Continue o texto sobre os processos judiciais de saúde no Brasil a partir da última frase apresentada.

**Texto fornecido**
※ ※ ※

Em 2016, quase 1,4 milhão de processos judiciais de saúde tramitaram nos tribunais brasileiros. As informações são do Conselho Nacional de Justiça (CNJ) e se referem a vários tipos de ações, entre elas pedido de medicamentos e solicitação de procedimentos de alto custo, e são 49% maior se comparado à mesma pesquisa realizada no ano anterior. Só em 2015, os gastos com as demandas judiciais chegaram a R$ 8 bilhões.
“O acesso acaba por ser excludente porque retira recursos de um sistema (e não se sabe exatamente de onde ou de quem) para outorgar um benefício em favor de um ou de poucos. Por vezes, pode ser devido, quando a falha está no prestador do serviço. E, nesse caso, o Poder Judiciário atua de modo corretivo. Todavia, se a providência pretendida estiver fora daquilo que as saúdes pública ou suplementar se propuseram a arcar, esses recursos fatalmente impactarão outros serviços, gerando mais iniquidade”, comenta o desembargador João Pedro Gebran Neto, do Tribunal Regional Federal da 4ª Região.
Em entrevista ao jornal O Globo, em 28/06/18, a presidente da FenaSaúde, Solange Beatriz Palheiro Mendes, destacou que esse cenário acaba acarretando problemas para todos os envolvidos, já que o individual se sobrepõe ao coletivo, prejudicando outros beneficiários.
Daniel Wang, professor de Direito na Queen Mary, University of London, e especialista em direito à saúde, diz que a expectativa dos usuários do sistema de saúde é muito maior do que a realidade de fato, sendo que nem mesmo nos países mais desenvolvidos tudo é atendido.
O professor explica que a expectativa de vida aumentou; existindo uma demanda dos serviços de saúde por um intervalo maior de tempo, a tecnologia está proporcionando inovações, porém exige alto custo; e o acesso à informação hoje em dia é maior, levando os pacientes a procurarem mais recursos. Tudo isso faz com que os gastos do sistema de saúde só aumentem com o passar dos anos. “Não há sistema que vá conseguir dar tudo para todo mundo. Em geral, na saúde, sempre tem muita coisa para fazer. Acho que todo gestor gostaria de poder pagar melhor seus profissionais, gostaria de contratar mais, melhorar a infraestrutura, mas você tem que fazer escolhas em algum momento”, ressalta.

※ ※ ※

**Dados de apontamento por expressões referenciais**
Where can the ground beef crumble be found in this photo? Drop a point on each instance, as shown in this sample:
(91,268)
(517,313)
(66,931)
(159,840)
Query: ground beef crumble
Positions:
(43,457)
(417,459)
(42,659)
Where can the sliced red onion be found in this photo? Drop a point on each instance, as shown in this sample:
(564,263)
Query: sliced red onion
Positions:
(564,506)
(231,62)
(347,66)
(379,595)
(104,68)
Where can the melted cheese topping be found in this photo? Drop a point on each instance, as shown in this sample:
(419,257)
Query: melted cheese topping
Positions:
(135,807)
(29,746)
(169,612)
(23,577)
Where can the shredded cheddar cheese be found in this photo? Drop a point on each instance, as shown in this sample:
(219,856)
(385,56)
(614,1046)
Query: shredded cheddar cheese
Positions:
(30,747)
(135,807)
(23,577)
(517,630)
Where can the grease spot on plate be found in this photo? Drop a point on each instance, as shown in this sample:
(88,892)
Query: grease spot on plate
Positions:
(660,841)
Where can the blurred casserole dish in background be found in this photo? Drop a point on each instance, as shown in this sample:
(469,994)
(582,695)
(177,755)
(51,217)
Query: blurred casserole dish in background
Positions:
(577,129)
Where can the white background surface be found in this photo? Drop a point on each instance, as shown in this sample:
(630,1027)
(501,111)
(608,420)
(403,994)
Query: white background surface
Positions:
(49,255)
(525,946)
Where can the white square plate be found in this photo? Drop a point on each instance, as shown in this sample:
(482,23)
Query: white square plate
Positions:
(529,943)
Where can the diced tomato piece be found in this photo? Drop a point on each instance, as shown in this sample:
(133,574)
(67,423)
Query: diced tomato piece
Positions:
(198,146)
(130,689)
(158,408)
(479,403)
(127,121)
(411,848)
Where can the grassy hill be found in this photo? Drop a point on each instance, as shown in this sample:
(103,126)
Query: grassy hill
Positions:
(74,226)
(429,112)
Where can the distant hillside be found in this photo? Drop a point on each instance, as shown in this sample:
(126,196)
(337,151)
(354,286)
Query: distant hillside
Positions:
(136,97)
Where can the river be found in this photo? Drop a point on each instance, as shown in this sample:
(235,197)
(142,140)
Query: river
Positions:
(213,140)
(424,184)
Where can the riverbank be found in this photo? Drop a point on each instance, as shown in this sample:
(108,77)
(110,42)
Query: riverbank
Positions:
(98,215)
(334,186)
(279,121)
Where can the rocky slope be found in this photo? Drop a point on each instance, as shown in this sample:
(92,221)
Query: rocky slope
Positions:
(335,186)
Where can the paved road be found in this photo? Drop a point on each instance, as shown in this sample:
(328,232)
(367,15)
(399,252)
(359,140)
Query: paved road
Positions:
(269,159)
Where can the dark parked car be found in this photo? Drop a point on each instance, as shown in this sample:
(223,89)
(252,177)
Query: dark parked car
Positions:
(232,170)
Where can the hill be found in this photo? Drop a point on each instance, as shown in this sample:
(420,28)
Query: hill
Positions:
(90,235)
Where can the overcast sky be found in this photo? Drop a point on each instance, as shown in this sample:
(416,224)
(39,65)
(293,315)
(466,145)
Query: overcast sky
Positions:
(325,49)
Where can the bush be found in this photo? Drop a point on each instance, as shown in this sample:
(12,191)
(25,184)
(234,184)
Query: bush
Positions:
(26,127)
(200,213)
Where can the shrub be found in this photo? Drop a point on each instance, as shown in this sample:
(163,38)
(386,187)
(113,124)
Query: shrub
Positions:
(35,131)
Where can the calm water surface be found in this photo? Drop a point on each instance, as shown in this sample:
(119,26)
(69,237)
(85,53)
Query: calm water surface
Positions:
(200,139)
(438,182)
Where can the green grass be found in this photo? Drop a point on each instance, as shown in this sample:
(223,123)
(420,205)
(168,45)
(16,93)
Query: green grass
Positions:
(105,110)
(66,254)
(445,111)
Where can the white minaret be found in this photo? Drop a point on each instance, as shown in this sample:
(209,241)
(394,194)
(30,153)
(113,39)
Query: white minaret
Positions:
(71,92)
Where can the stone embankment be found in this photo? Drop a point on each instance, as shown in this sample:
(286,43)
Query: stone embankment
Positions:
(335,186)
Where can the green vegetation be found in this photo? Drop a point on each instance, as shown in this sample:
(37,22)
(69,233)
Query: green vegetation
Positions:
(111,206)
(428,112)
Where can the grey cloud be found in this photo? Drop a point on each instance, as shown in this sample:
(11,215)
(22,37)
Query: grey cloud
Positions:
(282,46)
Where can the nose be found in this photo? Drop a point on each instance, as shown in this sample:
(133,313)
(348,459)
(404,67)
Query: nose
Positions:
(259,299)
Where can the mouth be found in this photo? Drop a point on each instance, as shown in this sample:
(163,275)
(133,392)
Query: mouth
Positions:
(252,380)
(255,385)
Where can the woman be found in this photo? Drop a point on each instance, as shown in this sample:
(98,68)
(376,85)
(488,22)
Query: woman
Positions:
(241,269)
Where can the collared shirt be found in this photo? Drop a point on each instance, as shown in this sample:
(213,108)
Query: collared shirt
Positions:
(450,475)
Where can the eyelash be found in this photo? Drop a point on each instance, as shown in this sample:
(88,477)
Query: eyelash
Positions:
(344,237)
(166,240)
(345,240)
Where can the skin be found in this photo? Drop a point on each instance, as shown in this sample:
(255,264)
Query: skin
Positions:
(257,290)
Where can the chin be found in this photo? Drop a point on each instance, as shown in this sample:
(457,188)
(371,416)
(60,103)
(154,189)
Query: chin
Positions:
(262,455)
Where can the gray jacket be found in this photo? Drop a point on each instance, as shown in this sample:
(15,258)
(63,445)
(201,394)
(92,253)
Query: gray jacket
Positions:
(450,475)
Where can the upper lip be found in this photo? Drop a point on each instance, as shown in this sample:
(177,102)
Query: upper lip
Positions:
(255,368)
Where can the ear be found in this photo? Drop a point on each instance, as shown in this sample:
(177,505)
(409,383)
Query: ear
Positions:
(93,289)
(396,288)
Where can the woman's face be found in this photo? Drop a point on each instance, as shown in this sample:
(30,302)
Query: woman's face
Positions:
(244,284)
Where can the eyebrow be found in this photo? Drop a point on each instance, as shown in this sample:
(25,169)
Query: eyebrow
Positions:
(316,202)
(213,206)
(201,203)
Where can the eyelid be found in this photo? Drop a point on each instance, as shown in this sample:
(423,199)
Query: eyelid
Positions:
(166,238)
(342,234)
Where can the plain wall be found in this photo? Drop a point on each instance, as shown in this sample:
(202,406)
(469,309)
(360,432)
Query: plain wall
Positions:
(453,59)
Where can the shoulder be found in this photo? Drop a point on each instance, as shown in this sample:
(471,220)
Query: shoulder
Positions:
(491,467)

※ ※ ※

**Resposta abaixo**
Equilíbrio
De acordo com ele, para o sistema de saúde se manter equilibrado, é preciso estabelecer regras muito claras sobre o funcionamento do atendimento, sobre como são aplicados os recursos e quais os critérios utilizados ao conceder ou negar tratamentos, assim o usuário sabe quem pode receber o quê, além disso, a transparência evita privilégios e discriminações.
O desembargador do TRF-4 destaca que, para manter o sistema funcionando, é preciso gestões competentes, o estabelecimento de regras de autocontrole de seus agentes, além da atuação ética na aquisição e repasse de insumos. “Limites podem ser necessários, obviamente, desde que atendidos os interesses do sistema e dos pacientes. É sabido que, por vezes, há excessivas solicitações de exames, há dispositivos médicos que podem ser substituídos por outros menos onerosos, há medicamentos de igual eficácia que impactaria em menor medida a conta da operadora de plano de saúde”, pondera.
Wang compartilha da mesma opinião. Segundo ele, no sistema de saúde, são tomadas decisões muito difíceis, porém é preciso encontrar a proporção certa entre o desejo de ajudar e a viabilidade do próprio sistema, alocando os recursos da forma correta para atender o máximo de pessoas, da melhor maneira possível.
Dados da ANS mostram que os médicos de planos de saúde brasileiros estão entre os que mais pedem exames no mundo. Só em 2016, foram realizados quase 800 milhões de exames complementares, segundo a Agência. Excesso que também é condenado pelo professor. “Será que existe a necessidade de tanto exame? Precisa mesmo ir em tanto especialista? Um clínico geral não resolveria o problema? Parece-me que existe um incentivo errado dentro do sistema suplementar. É preciso racionalizar”, questiona.